* **Teks Bacaan**:
※

Keesokan harinya, kubuka blog ku dan tanpa sengaja aku melihat info itu, workshop intensif yang diadakan raditya dika.
Wah…ini kesempatan pikirku. Kulihat tanggal pelaksanannya. Jatuh pada hari Kamis. Cocok dengan jadwal liburku yang hanya mendapat libur di hari Kamis saja itu. 2 kali wah kali ini. Kulihat materinya, menggiurkan….3 kali wah kutambahkan. Ini kesempatan langka. Amat sangat langka. Harga yang ditawarkan Rp 850.000 untuk waktu 1 hari saja. Mmmm…aku berpikir sebentar. Tidak ada kata wah kali ini. Mahal ya. Tapi untuk sebuah ilmu tidak ada kata mahal. Ini kesempatanku bertemu penulis berbakat dan hebat. Mendapat ilmu dan juga teman baru. Oke…tunggu apalagi?
Kutanya pendapat semua sahabat-sahabatku. 3 yess dari 3 orang yang berbeda. Lanjut!!!
Kutanya pendapat keluargaku. Kakakku menentang dan mencibir “Ya udah sana, jadi penulis sana.” Hanya sepenggal kalimat, tapi cukup membuatku menangis tersedu-sedu malam itu. Ibuku menghampiriku yang sedang menangis di atas tempat tidurku. Dari belakang, beliau memelukku dan berujar “Kamu marah sama mama ya nduk (panggilan kesayangan untuk anak perempuan dalam bahasa Jawa)”. Aku semakin menangis. Aku sedih mendengar ucapan ibuku, ada perasaan bersalah yang tergurat dari balik ucapannya tadi. Perasaan bersalah seorang ibu yang tidak bisa berbuat banyak dalam membantu anaknya dalam mengejar mimpinya.
Apakah aku berdosa kali ini, demi sebuah mimpi kukorbankan kepentingan keluargaku. Untuk keluarga kami uang Rp 850.000 itu bukan jumlah uang yang kecil. Uang sebesar itu seharusnya bisa dipergunakan untuk makan ataupun sebagai tambahan untuk membayar uang gedung sekolah adikku. Ya…adikku yang baru duduk di bangku kelas 2 Sekolah Menengah Pertama itu masih membutuhkan biaya yang banyak.
Ada 2 sisi yang berbicara dalam hatiku kini. Sisi baik dan sisi egois.
Sisi egois berbicara :
“Aku bayar pakai uangku sendiri kan? Kapan lagi aku bisa mengejar mimpiku kalau bukan sekarang? Dulu semua mimpi aku pendam begitu saja karena aku belum bekerja. Tapi sekarang? Kalau bukan aku sendiri yang berusaha untuk mengejarnya, lantas siapa lagi?”
Sisi baik pun berbisik :
“Inget kamu masih punya adik yang masih sekolah. Masih perlu biaya banyak. Apa kamu tega demi mimpi-mimpimu kamu korbankan adikmu bahkan keluargamu?”
Hatiku berteriak. Dia berontak. Kenapa harus sesulit ini.
Ini kesempatan langka untukku. Kalau tidak sekarang maka kapan lagi? Kutunggu kesempatan ini bertahun-tahun lamanya. Kali ini aku tidak mau melewatkannya lagi. Ya…aku tidak mau melewatkannya lagi. Apapun itu, dengan cara apapun itu, aku harus ikut workshop ini. Harus. Tidak peduli bagaimana sulitnya.

※

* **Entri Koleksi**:
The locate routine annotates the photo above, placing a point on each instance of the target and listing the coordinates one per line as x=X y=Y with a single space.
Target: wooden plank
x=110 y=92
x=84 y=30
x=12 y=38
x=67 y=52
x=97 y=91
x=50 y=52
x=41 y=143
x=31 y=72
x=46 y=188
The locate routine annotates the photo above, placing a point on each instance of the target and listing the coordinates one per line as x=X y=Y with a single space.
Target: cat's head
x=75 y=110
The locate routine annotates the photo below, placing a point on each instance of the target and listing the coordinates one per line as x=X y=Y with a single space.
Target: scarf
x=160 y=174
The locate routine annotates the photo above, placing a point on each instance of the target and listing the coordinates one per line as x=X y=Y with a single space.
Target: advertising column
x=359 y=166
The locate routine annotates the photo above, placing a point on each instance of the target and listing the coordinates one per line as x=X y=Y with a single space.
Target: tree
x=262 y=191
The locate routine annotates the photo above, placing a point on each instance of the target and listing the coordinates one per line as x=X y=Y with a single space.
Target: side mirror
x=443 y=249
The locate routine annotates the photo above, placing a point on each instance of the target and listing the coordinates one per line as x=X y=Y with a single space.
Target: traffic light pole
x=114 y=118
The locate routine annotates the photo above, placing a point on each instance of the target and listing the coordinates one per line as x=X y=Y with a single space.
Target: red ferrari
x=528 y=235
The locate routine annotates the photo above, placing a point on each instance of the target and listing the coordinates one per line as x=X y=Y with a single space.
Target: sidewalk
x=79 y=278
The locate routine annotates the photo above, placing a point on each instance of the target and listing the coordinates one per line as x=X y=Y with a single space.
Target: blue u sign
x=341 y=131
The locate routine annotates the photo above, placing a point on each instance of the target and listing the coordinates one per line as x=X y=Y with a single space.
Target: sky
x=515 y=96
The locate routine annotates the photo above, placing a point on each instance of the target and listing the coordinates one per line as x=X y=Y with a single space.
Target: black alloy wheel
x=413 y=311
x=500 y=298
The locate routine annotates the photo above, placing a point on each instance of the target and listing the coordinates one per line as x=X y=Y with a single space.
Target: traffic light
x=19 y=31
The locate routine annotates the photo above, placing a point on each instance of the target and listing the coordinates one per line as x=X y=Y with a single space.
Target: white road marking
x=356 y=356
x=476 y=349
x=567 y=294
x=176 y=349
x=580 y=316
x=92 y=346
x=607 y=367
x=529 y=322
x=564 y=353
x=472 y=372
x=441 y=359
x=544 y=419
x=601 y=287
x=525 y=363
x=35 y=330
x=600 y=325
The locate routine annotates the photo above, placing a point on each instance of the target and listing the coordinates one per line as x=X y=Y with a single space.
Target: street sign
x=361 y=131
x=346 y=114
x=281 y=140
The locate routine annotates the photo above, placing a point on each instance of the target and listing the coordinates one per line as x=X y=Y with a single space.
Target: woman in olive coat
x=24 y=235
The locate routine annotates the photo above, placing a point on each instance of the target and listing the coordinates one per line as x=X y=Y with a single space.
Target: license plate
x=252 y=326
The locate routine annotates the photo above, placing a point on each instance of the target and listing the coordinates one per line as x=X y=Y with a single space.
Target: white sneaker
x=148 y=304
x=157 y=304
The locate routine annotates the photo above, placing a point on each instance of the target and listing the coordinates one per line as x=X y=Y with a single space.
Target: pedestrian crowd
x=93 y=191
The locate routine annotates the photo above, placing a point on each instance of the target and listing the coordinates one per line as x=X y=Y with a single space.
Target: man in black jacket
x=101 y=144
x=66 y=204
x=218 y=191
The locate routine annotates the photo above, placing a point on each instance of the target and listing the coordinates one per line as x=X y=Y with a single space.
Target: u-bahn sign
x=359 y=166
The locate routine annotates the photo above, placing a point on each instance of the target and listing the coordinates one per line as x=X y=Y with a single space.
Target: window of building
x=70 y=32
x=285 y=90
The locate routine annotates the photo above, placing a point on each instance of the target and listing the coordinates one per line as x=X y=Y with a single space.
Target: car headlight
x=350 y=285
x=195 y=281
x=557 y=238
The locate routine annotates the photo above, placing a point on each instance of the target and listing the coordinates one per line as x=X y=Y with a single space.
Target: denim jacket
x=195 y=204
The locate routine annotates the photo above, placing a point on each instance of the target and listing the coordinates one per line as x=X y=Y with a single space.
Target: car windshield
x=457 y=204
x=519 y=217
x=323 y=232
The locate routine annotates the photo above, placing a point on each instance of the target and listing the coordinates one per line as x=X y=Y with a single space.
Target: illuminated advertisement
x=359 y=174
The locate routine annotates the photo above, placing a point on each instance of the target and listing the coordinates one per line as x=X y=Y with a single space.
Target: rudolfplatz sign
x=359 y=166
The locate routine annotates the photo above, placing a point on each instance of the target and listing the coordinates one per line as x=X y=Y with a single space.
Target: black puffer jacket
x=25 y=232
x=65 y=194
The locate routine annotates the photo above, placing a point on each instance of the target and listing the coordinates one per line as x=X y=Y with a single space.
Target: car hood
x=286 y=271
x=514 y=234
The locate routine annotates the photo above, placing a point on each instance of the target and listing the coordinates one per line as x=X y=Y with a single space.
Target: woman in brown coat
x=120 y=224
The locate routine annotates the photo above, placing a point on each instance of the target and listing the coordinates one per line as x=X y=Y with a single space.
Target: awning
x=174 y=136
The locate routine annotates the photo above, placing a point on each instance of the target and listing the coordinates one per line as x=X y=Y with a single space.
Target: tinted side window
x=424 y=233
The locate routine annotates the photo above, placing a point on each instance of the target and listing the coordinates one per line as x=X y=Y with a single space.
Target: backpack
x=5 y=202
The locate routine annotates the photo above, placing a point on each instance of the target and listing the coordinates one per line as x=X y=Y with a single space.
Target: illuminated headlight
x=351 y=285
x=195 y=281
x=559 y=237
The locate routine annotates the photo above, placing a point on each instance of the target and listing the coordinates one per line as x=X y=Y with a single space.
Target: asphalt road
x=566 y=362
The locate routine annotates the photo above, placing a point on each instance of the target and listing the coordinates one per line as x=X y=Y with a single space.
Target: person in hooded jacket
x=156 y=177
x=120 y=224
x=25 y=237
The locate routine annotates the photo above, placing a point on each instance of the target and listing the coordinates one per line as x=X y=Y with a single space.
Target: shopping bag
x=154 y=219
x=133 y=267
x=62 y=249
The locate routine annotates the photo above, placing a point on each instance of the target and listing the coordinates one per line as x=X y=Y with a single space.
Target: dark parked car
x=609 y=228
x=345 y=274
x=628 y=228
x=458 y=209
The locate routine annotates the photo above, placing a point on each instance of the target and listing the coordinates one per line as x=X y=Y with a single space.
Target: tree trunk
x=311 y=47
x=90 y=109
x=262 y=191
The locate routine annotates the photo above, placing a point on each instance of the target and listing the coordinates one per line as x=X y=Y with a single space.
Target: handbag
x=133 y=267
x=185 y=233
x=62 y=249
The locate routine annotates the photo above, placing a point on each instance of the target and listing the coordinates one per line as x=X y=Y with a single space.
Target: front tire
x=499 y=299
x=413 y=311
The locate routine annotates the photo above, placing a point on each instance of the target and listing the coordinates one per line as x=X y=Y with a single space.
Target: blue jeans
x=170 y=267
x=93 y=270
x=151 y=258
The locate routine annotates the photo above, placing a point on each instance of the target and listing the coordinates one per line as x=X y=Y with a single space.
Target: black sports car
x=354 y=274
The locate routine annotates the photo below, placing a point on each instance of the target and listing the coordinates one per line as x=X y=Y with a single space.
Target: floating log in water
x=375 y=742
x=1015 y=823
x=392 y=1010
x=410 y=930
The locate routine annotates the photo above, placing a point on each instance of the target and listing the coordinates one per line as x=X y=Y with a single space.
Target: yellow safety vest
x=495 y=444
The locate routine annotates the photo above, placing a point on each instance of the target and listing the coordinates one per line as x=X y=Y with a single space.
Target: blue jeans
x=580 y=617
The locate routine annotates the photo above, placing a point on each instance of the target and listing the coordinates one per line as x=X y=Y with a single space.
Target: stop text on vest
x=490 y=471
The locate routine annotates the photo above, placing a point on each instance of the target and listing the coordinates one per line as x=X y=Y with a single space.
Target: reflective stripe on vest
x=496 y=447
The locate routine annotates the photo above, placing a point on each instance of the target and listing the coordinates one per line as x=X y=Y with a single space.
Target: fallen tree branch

※

* **Soal Latihan**:
1: Ketik ulang bagian teks bacaan mulai dari "Ada 2 sisi yang" sampai ke "peduli bagaimana sulitnya.".
2: Menurut teks bacaan, berapa harga workshop intensif yang ditawarkan?

* **Jawaban**:
1:
Ada 2 sisi yang berbicara dalam hatiku kini. Sisi baik dan sisi egois.
Sisi egois berbicara :
“Aku bayar pakai uangku sendiri kan? Kapan lagi aku bisa mengejar mimpiku kalau bukan sekarang? Dulu semua mimpi aku pendam begitu saja karena aku belum bekerja. Tapi sekarang? Kalau bukan aku sendiri yang berusaha untuk mengejarnya, lantas siapa lagi?”
Sisi baik pun berbisik :
“Inget kamu masih punya adik yang masih sekolah. Masih perlu biaya banyak. Apa kamu tega demi mimpi-mimpimu kamu korbankan adikmu bahkan keluargamu?”
Hatiku berteriak. Dia berontak. Kenapa harus sesulit ini.
Ini kesempatan langka untukku. Kalau tidak sekarang maka kapan lagi? Kutunggu kesempatan ini bertahun-tahun lamanya. Kali ini aku tidak mau melewatkannya lagi. Ya…aku tidak mau melewatkannya lagi. Apapun itu, dengan cara apapun itu, aku harus ikut workshop ini. Harus. Tidak peduli bagaimana sulitnya.

2: Rp 850.000 untuk waktu 1 hari saja.